* _Task objective_: Within the entries below, output exactly the lines between the line containing "Target: nose" and the line containing "pile, writing one line per instance.", inclusive, and omit any picture.

++++ Source material

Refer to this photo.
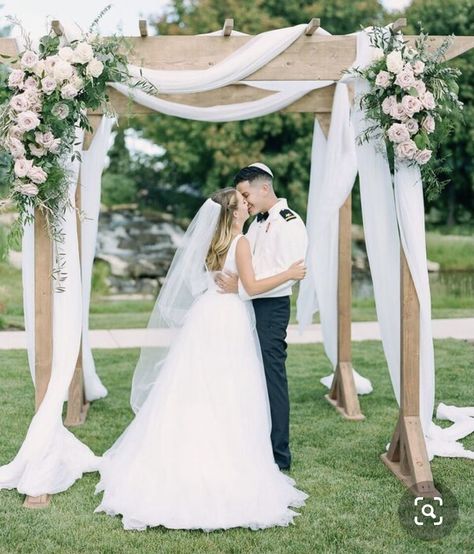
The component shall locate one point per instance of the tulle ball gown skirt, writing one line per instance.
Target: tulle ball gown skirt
(198, 453)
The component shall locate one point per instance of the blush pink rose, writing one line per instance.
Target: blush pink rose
(27, 121)
(37, 174)
(412, 126)
(423, 156)
(406, 149)
(398, 133)
(428, 124)
(17, 150)
(428, 100)
(398, 112)
(22, 167)
(15, 79)
(411, 105)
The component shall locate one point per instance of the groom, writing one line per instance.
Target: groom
(277, 238)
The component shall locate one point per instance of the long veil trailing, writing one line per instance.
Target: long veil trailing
(185, 281)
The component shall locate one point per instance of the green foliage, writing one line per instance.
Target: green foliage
(206, 156)
(456, 156)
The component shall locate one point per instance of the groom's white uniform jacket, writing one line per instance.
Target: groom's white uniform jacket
(276, 242)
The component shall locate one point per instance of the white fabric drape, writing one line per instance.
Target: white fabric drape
(51, 458)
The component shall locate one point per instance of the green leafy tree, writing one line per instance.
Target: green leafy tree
(444, 17)
(205, 156)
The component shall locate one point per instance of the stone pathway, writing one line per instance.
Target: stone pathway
(462, 328)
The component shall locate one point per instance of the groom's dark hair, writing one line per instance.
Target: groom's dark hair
(251, 174)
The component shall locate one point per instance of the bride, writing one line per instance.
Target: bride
(198, 453)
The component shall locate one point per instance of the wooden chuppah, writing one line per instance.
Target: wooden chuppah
(311, 57)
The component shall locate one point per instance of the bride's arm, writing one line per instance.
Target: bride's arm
(252, 286)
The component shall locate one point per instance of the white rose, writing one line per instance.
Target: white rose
(54, 146)
(37, 174)
(39, 68)
(30, 84)
(398, 133)
(383, 79)
(29, 60)
(423, 156)
(62, 70)
(394, 62)
(428, 100)
(420, 87)
(411, 105)
(22, 167)
(15, 132)
(418, 67)
(28, 189)
(27, 121)
(83, 53)
(20, 103)
(15, 79)
(412, 126)
(76, 82)
(94, 68)
(428, 124)
(405, 79)
(48, 84)
(37, 151)
(66, 54)
(69, 91)
(406, 149)
(17, 150)
(49, 64)
(60, 110)
(398, 112)
(388, 104)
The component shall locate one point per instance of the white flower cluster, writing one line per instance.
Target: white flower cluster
(412, 111)
(35, 79)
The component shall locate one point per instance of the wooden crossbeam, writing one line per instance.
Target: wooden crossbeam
(228, 27)
(143, 27)
(314, 24)
(57, 27)
(399, 24)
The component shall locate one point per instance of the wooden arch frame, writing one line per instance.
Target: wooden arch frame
(311, 57)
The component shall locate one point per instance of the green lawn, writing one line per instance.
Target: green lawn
(353, 497)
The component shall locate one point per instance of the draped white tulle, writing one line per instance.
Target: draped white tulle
(380, 225)
(198, 454)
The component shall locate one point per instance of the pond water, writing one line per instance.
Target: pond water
(457, 284)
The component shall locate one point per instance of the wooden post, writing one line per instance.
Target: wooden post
(77, 405)
(407, 457)
(43, 252)
(343, 393)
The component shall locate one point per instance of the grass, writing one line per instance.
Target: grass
(452, 252)
(353, 497)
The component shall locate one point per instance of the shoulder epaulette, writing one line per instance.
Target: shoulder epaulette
(287, 215)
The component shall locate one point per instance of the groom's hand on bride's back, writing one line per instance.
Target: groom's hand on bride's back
(227, 282)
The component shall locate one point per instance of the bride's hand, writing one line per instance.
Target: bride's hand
(297, 270)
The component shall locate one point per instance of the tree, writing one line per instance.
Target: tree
(205, 156)
(443, 17)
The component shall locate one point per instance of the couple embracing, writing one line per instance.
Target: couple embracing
(211, 432)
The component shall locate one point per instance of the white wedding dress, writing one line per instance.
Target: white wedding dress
(198, 453)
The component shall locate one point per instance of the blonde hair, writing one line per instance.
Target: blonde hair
(220, 243)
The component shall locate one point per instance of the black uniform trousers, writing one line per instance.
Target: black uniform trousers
(272, 317)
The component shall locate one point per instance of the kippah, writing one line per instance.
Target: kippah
(263, 167)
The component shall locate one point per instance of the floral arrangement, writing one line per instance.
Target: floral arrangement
(48, 94)
(412, 100)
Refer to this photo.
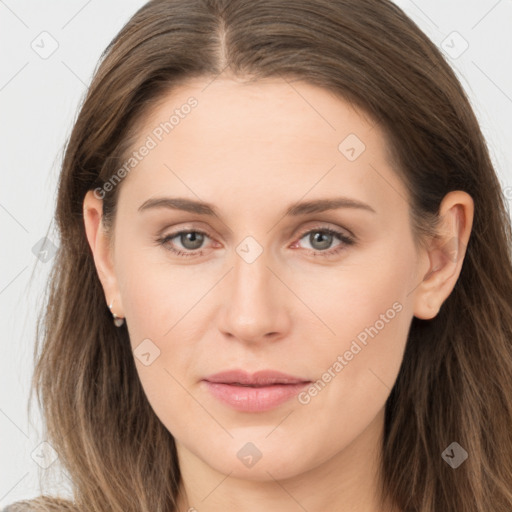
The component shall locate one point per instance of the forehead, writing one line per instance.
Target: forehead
(251, 137)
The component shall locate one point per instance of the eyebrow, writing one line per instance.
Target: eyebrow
(304, 208)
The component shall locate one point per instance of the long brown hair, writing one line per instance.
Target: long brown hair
(455, 382)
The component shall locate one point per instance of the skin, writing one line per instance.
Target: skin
(252, 150)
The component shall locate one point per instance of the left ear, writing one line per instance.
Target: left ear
(445, 254)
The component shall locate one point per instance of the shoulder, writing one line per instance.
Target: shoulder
(42, 504)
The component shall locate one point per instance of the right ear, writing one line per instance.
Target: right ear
(101, 249)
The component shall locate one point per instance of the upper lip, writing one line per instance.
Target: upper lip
(261, 378)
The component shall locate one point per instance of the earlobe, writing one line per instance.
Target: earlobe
(101, 249)
(445, 254)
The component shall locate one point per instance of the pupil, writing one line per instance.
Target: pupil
(191, 240)
(324, 244)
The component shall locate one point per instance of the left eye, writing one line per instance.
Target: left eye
(321, 240)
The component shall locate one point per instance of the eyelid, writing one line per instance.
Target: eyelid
(346, 240)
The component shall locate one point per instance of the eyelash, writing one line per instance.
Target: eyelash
(345, 239)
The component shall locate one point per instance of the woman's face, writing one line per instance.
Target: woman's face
(263, 285)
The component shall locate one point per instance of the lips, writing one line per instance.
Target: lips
(257, 392)
(258, 379)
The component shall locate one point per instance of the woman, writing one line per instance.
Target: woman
(285, 276)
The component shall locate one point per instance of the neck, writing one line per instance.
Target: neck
(349, 481)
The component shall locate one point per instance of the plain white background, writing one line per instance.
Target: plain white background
(39, 96)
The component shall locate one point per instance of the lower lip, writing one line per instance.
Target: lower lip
(249, 399)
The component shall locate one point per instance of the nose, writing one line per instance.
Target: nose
(256, 306)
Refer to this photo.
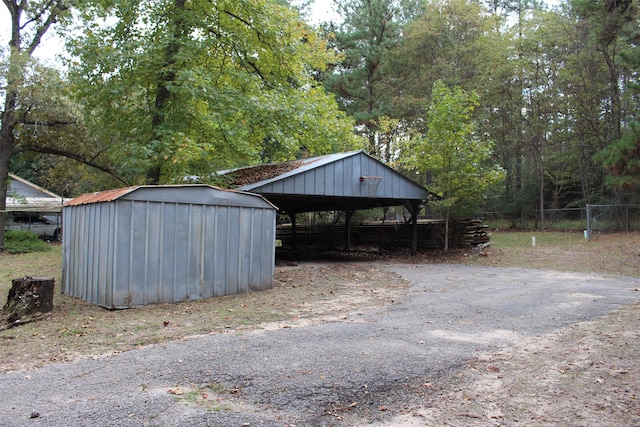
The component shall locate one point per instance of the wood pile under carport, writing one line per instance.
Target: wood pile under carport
(468, 233)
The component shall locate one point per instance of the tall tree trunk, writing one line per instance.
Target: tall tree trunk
(166, 77)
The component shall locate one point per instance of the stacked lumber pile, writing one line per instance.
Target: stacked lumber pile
(464, 234)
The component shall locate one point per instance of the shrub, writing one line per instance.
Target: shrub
(22, 242)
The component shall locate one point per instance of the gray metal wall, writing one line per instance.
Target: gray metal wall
(130, 252)
(341, 178)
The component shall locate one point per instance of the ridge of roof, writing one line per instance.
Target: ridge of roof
(297, 166)
(32, 185)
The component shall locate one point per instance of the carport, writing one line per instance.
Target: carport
(347, 182)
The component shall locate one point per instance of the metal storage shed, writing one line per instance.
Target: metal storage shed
(155, 244)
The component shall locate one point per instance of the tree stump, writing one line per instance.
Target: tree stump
(29, 298)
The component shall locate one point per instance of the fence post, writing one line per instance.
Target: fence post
(588, 222)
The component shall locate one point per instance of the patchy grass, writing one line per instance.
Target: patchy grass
(301, 294)
(616, 254)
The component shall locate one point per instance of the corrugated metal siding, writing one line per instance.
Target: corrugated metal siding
(131, 252)
(341, 178)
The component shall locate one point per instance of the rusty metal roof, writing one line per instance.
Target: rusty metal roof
(102, 196)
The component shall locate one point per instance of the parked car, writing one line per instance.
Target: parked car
(39, 225)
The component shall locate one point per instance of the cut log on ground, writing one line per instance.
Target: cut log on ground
(29, 298)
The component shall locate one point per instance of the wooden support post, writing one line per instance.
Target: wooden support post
(415, 208)
(292, 217)
(347, 229)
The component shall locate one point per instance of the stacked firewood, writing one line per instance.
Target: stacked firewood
(464, 234)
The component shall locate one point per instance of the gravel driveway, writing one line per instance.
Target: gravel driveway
(363, 369)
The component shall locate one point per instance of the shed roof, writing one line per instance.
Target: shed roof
(342, 181)
(189, 193)
(30, 197)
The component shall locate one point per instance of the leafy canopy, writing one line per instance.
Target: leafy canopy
(453, 154)
(183, 87)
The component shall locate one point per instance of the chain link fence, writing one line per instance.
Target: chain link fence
(592, 219)
(607, 218)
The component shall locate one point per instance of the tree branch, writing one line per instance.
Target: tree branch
(74, 156)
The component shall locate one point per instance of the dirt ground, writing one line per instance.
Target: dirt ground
(585, 374)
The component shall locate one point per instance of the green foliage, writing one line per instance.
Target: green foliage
(194, 87)
(368, 33)
(621, 161)
(21, 242)
(457, 159)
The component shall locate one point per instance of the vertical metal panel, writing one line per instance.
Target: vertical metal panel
(125, 253)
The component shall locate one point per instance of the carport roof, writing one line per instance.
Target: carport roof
(342, 181)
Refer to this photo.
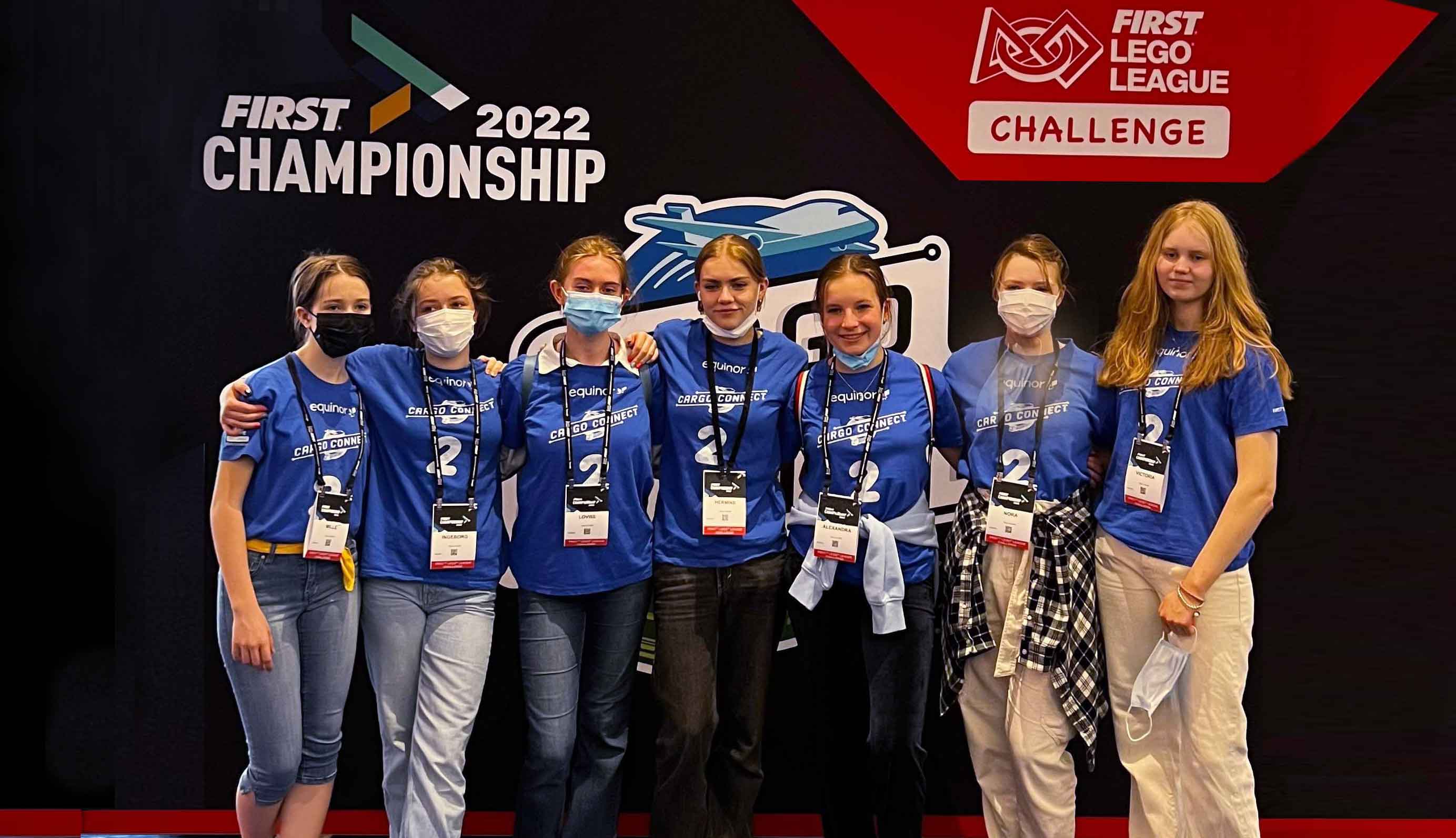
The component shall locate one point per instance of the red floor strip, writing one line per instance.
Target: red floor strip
(75, 822)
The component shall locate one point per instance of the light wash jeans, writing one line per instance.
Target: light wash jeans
(578, 656)
(427, 649)
(293, 715)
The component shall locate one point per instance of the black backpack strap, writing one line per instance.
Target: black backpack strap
(528, 381)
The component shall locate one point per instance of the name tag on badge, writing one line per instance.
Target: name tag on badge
(726, 502)
(328, 530)
(836, 532)
(1147, 483)
(452, 538)
(586, 516)
(1012, 506)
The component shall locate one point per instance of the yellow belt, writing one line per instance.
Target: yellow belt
(346, 558)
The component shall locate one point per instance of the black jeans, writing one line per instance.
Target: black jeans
(868, 709)
(717, 630)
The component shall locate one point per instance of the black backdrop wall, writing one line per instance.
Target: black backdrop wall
(136, 291)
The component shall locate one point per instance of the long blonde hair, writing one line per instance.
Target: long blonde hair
(1232, 318)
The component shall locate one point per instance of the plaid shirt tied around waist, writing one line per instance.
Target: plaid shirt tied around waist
(1063, 634)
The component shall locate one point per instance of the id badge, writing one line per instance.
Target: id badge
(726, 502)
(452, 538)
(1147, 483)
(836, 532)
(586, 516)
(1012, 506)
(328, 526)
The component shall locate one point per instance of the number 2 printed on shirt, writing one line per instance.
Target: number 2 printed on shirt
(449, 450)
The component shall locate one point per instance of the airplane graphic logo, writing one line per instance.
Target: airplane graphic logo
(794, 236)
(404, 66)
(1034, 48)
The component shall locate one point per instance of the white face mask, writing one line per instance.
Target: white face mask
(1027, 311)
(446, 333)
(1155, 681)
(734, 333)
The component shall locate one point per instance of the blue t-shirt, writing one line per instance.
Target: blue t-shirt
(899, 470)
(1078, 416)
(540, 562)
(280, 493)
(688, 445)
(403, 467)
(1203, 467)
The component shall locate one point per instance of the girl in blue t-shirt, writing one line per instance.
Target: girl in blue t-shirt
(287, 613)
(1020, 608)
(864, 553)
(580, 416)
(727, 432)
(1200, 400)
(428, 614)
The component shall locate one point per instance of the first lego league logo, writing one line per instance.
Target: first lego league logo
(1152, 52)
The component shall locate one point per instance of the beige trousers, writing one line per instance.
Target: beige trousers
(1014, 721)
(1191, 774)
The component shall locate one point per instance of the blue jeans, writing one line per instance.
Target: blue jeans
(293, 715)
(578, 655)
(427, 647)
(717, 628)
(867, 707)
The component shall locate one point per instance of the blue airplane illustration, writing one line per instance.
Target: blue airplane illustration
(794, 240)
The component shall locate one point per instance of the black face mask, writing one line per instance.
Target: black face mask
(340, 334)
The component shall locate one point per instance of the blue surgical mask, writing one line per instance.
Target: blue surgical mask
(1155, 681)
(591, 314)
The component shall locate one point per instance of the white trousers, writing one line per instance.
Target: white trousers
(1014, 721)
(1191, 776)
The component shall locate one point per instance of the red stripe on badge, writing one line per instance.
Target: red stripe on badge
(56, 822)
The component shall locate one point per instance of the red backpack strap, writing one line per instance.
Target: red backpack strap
(798, 397)
(929, 397)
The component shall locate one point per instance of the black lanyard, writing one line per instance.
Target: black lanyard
(747, 400)
(1172, 420)
(314, 441)
(874, 419)
(434, 433)
(1041, 410)
(565, 414)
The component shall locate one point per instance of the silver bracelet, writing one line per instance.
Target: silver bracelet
(1189, 605)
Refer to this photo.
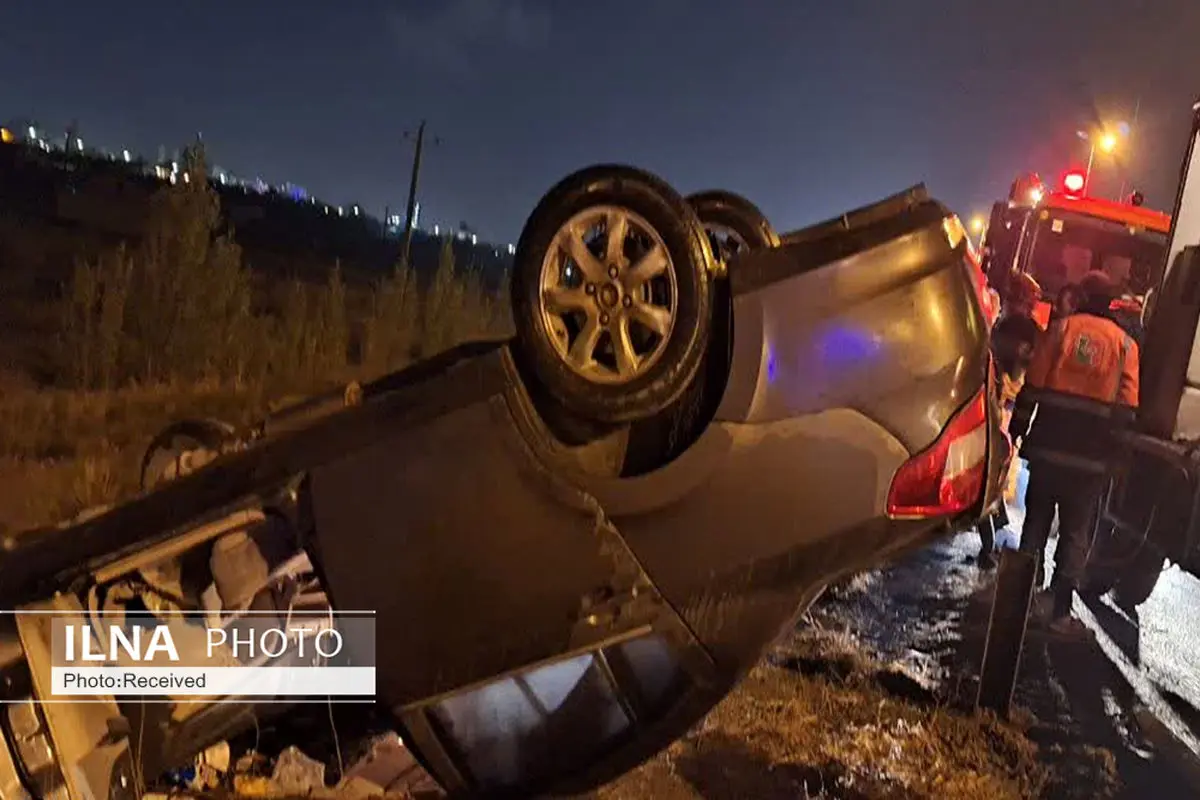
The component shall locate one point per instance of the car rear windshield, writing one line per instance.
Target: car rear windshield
(1067, 245)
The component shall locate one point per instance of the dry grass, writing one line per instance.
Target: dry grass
(174, 329)
(63, 451)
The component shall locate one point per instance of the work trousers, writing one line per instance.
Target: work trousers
(1075, 494)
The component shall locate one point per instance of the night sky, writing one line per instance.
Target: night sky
(809, 108)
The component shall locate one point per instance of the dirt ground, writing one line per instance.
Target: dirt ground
(820, 720)
(825, 717)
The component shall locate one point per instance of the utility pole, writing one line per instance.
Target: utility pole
(1133, 126)
(419, 138)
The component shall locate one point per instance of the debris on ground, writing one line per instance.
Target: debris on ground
(387, 770)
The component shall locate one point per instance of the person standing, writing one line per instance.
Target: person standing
(1083, 385)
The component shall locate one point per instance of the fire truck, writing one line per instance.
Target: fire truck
(1057, 235)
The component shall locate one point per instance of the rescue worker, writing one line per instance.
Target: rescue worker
(1083, 382)
(1067, 301)
(1013, 338)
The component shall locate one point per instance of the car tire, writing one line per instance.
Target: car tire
(177, 439)
(580, 376)
(720, 211)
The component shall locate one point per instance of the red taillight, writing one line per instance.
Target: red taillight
(948, 476)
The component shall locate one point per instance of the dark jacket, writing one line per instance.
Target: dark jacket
(1083, 382)
(1013, 338)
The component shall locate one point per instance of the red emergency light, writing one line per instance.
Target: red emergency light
(1073, 182)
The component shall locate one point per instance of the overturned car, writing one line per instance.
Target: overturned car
(574, 542)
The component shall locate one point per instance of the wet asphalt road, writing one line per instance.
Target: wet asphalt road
(1135, 693)
(1165, 651)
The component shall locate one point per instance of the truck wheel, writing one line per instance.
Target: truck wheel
(163, 458)
(1139, 578)
(733, 223)
(611, 295)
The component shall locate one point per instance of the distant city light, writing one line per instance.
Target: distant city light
(171, 170)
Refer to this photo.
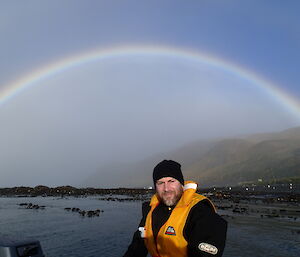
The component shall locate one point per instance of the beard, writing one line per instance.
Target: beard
(171, 198)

++++++++

* _Answer below_:
Target: nose
(256, 306)
Refer to this photo.
The component shall locate one point per instance of the wood pile under carport, writing one line per instance.
Target: wood pile under carport
(468, 233)
The component shall locate one point per instance of the tall tree trunk, writing one line per instance.
Target: tall tree trunk
(166, 77)
The component shall locate one point per instance of the stacked lumber pile, writing one line per instance.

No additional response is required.